WRITTEN EXERCISE 1: List every criterion that, according to the Cloudify high availability guide below, the recommended resource requirements were tested and verified to depend on.
WRITTEN EXERCISE 2:
Answer these questions using the Cloudify high availability guide below:
(a) How much RAM is recommended for each Cloudify manager?
(b) Up to how many tenants can run on a manager?
(c) Up to how many concurrent workflows can be run?

GIVEN PASSAGE:
-------

Cloudify High Availability Guide
Environment
Hardware prerequisite
Cloudify HA cluster usually builds on three Cloudify managers. Each Cloudify manager requires at least next hardware resources:
Minimum | Recommended | |
---|---|---|
vCPU | 2 | 8 |
RAM | 4GB | 16GB |
Storage | 5GB | 64GB |
The minimum requirements are enough for small deployments that only manage a few compute instances. Managers that manage more deployments or large deployments need at least the recommended resources.
Recommended resource requirements are tested and verified to be dependent on these criteria:
- Blueprints: The only limit to the number of blueprints is the storage required to store the number and size of the local blueprints.
- Deployments: Each deployment requires minimal storage.
- Nodes: Cloudify can orchestrate 12,000 non-monitored nodes (tested with 2000 deployments, each spanning six node instances). Monitored nodes add CPU load to the manager and require storage for the logs, events and metrics.
- Tenants: You can run up to 1000 tenants on a manager.
- Workflows & Concurrency: You can run up to 100 concurrent workflows.
- Logs, events and metrics: You must have enough storage to store the logs, events and metrics sent from the hosts. You can configure log rotation to reduce the amount of storage space required.

-------

EXTRACTED ENTRIES:
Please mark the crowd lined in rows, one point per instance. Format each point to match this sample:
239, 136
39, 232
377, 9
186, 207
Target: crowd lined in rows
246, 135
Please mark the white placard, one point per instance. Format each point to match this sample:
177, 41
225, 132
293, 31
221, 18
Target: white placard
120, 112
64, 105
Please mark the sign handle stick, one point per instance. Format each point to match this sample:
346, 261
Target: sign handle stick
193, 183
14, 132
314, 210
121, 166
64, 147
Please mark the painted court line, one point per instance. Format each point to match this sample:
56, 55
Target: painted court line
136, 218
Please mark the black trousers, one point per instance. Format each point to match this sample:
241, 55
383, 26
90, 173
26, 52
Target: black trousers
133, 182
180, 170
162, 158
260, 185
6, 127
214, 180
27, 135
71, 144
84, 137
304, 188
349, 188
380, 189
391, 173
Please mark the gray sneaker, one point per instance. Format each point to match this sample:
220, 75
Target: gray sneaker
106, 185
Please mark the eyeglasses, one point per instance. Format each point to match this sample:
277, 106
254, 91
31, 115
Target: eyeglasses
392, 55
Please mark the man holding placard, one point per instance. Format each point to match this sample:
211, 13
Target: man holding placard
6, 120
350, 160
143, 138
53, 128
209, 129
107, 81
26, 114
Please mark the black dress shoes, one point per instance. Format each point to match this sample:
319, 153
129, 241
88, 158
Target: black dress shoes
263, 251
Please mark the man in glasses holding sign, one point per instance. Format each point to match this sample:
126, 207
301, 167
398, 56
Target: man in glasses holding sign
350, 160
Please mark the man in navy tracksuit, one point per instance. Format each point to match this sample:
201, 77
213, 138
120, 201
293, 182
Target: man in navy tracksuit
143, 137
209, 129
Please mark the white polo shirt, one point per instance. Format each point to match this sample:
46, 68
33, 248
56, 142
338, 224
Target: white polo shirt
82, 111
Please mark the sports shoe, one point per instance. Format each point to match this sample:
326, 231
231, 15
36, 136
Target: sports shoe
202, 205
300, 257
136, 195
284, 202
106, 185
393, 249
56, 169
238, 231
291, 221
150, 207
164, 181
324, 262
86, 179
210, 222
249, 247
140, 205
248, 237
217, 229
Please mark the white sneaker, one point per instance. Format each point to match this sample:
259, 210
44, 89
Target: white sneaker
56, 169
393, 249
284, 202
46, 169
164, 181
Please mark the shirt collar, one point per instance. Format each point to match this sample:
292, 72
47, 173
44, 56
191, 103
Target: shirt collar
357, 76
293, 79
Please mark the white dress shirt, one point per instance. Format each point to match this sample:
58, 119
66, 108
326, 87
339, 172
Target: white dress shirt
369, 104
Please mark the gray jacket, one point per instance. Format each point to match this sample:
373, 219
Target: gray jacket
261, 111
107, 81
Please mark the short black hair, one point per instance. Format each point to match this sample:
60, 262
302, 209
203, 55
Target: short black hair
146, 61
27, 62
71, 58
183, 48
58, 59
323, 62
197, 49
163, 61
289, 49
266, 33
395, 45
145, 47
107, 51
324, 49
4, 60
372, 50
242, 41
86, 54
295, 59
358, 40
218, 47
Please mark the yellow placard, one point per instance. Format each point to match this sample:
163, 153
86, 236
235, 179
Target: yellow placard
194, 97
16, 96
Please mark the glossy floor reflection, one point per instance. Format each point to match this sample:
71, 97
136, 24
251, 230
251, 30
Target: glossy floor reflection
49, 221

-------

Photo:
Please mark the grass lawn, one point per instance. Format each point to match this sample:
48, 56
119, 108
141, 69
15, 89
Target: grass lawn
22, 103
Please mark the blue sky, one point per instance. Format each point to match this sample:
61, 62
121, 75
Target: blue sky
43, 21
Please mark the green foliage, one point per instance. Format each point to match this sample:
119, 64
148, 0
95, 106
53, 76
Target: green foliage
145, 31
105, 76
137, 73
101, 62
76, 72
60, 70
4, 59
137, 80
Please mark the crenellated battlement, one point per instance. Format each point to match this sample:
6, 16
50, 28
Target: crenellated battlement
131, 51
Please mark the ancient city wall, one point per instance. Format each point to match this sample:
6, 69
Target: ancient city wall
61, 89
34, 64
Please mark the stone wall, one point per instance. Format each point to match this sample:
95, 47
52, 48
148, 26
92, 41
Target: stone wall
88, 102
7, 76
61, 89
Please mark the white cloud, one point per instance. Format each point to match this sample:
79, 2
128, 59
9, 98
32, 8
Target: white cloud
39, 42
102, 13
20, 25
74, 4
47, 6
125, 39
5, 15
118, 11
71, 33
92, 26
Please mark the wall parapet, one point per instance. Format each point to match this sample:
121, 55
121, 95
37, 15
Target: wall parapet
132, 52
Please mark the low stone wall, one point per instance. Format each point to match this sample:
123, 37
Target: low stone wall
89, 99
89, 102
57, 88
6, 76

-------

WORKED ANSWER 1:
Blueprints
Deployments
Nodes
Tenants
Workflows & Concurrency
Logs, events and metrics

WORKED ANSWER 2:
(a) 16GB
(b) 1000
(c) 100